:: Exercise ::
Say whether each statement below agrees with the piece about moving to the island. Answer yes or no for each, quoting the words from the piece that decide it. (a) The family is moving overseas. (b) The writer began teaching on the island in their late 20s. (c) The ferry ride from Seattle to the island takes about an hour.

:: Given text ::

- - - - -

I am surrounded by boxes, strewn across the living room floor like pennies flung out a window late at night. Forgive the strange similes that only I can understand. I’m a little bit tired.
We’re moving in two days.
Luckily, we’re not going far. No overseas adventures, or cross-country endeavors. We’re not being forced. We haven’t lost our house.
We just want to live on the island, now.
Not that island, the one I have written about here before, although this island is much like that, in spirit and slowness. All the islands of the Puget Sound have this magic to them: green trees, long winding roads, small towns with only stop signs, driftwood beaches, views of mountains, and quiet. We have been longing for it. And this weekend, we will be living it.
I’ve lived on this island before. Those of you who know this area, or who have read my book, will know the name. It’s only a 20-minute ferry ride from Seattle, which keeps the small town open to larger possibilities. When I was in my late 20s, I started my teaching career on this island. I fell in love with it almost as soon as I set foot on it. One evening, driving back to my house in the darkness, I was seized by happy sobbing. I knew this was home, down to my toes. Growing up in southern California, I never felt at home. This was, in my bones, the place I belonged.
I left it, however. It’s hard to live on a rural island when you’re 30, and single, no matter how much you love it. My feet needed to leave, to live in Manhattan instead, and then London, and circle back closer, to Seattle. All those years, my heart yearned for the island, but I still hadn’t found him. I promised myself I wouldn’t move back there until I met the man I loved as much as that island.
Or until I had given up and accepted that I would live in a ramshackle cabin filled with cats.
(This is the point at which the Chef looks at me, raises his hand shyly before my eyes, and says, “Hi.”)
The first time the Chef and I visited the island, to spend the afternoon with my brother, my sister-in-law, and Elliott, we were maybe five minutes off the ferry when the Chef turned toward me and said, “Have you ever thought of living here again?”
That’s when I knew. We’d be living on the island someday.
Something about Little Bean being born impelled us toward the island. City life has been exciting, a constant rush of things to do and restaurants to visit. But once we became parents, we started dreaming of more quiet. We want her to grow up a small-town kid, just like the Chef did. We want her to be familiar with long rocky beaches and working farms, tree swings and blackberry bushes on our daily hikes. We want her to know her neighbors, and be able to ride her bike for the afternoon without us worrying. We want her to feel at home.
We’re moving home.
And so, we’re happy. With the idea. With the life we will start living on Monday morning, when we wake up in our new home.
But moving? Moving takes it out of me.

- - - - -

:: Location identification lines ::
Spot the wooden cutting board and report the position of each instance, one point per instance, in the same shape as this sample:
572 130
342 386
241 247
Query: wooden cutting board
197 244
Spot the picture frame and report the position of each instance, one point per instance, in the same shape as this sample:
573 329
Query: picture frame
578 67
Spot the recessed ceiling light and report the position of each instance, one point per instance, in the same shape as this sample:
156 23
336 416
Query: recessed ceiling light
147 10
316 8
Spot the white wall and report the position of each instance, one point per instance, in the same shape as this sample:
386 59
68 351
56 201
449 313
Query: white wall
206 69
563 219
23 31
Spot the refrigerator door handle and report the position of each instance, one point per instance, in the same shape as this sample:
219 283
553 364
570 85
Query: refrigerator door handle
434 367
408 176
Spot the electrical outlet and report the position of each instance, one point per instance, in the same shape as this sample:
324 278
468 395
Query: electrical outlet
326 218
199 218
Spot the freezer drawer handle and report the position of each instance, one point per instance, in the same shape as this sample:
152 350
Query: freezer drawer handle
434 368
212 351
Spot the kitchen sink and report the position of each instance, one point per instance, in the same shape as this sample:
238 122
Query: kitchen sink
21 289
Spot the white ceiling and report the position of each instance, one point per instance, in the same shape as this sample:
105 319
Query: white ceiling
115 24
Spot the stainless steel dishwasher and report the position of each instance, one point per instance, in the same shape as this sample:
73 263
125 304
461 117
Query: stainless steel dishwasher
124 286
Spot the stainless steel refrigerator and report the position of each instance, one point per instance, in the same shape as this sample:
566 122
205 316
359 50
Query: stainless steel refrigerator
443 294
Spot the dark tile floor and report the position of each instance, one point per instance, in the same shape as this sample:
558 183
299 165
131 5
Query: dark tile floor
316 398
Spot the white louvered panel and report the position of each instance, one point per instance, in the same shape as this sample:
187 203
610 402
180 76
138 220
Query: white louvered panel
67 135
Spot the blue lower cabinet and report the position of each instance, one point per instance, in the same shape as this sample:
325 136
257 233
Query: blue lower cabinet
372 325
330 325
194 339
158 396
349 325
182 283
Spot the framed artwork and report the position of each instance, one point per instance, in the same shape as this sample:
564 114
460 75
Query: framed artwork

- - - - -

:: Correct output ::
(a) No: "No overseas adventures, or cross-country endeavors."
(b) Yes: "When I was in my late 20s, I started my teaching career on this island."
(c) No: "It’s only a 20-minute ferry ride from Seattle"